Answer these questions from the abstract below:
1. Which lipase served as the biocatalyst?
2. What was the highest reaction yield, and at what temperature was it reached?
3. In the microfiltration-membrane-coupled bioreactor, how much did the initial reaction yield decrease after three consecutive esterification reactions?

_Given passage:_

*** Begin section ***

Conversion of Caprylic Acid into Mono-, Di- and Triglycerides Using Immobilized Lipase

Abstract

Monoacylglycerols (MAG), diacylglycerols (DAG) and triacylglycerols (TAG) are emulsifiers widely used in the food, pharmaceutical and cosmetic industries. These molecules can be synthesized using lipase as biocatalyst resulting in more pure and not degraded lipids. The objective of this paper was the esterification of caprylic acid and glycerol, using an immobilized sn-1,3-specific lipase from Rhizomucor miehei (Lipozyme RM IM) as biocatalyst to produce MAG, DAG and TAG. Reactions were carried out in a batch-type reactor at different temperatures and molar ratios of caprylic acid to glycerol. A $$2^{2}$$ factorial experimental design was chosen to investigate the effects of temperature from 30 to $$70 \,^{\circ }\hbox {C}$$ and molar ratios of glycerol to caprylic acid ranging between 1:2 and 1:6. The reaction yield was calculated from the remaining free fatty acids in the reaction medium, as determined by titration, and from the amount of caprylins produced, as determined by gas chromatography. Response surface methodology was employed to evaluate the optimal conditions to obtain the highest yield. The chosen reaction parameters yielded an adequate production of MAG, DAG and TAG, and the highest output (88%) was achieved under intermediate temperature/molar ratio ( $$50\,^{\circ }\hbox {C}$$ /1:2) conditions. In order to reduce production costs, reuse of lipase was evaluated by running three consecutive batches on a microfiltration-membrane-coupled bioreactor and on a regular bioreactor (no membrane). Results showed the microfiltration-membrane-coupled bioreactor to be more efficient, since there was only a 10% decrease in the initial reaction yield after three consecutive esterification reactions.

*** End section ***

Natural-language object grounding data:
*** Begin section ***

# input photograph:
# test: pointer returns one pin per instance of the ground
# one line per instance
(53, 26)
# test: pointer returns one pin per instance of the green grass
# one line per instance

*** End section ***

_Solution to the problem:_
1. An immobilized sn-1,3-specific lipase from Rhizomucor miehei (Lipozyme RM IM).
2. 88%, at 50 °C.
3. Only 10%.